- **Work required**
Every line below that contains "beach" is to be copied.
─── Entries supplied ───
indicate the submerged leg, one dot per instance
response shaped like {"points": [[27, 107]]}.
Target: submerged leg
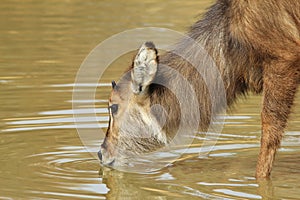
{"points": [[280, 84]]}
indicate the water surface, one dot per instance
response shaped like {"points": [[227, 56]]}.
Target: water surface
{"points": [[42, 44]]}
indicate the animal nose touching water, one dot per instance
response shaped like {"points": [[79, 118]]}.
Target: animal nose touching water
{"points": [[255, 46]]}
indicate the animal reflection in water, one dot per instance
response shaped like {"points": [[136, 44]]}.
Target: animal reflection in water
{"points": [[255, 46]]}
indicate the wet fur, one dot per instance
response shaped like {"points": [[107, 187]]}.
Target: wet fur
{"points": [[256, 46]]}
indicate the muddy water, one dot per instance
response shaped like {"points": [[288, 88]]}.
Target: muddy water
{"points": [[42, 44]]}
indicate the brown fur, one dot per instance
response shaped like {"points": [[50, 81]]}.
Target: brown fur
{"points": [[256, 46]]}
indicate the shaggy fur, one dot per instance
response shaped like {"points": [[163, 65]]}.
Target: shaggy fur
{"points": [[256, 47]]}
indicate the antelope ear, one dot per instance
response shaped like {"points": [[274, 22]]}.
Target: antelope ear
{"points": [[144, 68]]}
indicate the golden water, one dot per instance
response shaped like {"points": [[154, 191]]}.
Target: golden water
{"points": [[42, 44]]}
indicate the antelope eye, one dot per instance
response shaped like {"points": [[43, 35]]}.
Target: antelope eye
{"points": [[114, 108]]}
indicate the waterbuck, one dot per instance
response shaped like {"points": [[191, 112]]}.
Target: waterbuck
{"points": [[255, 46]]}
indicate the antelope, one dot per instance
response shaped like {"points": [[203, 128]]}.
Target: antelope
{"points": [[256, 48]]}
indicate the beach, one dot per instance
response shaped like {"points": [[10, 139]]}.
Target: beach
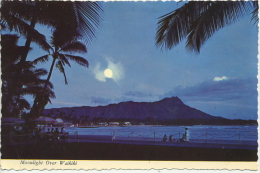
───
- **Answer to this exercise**
indicate the beach, one dot per instance
Target: beach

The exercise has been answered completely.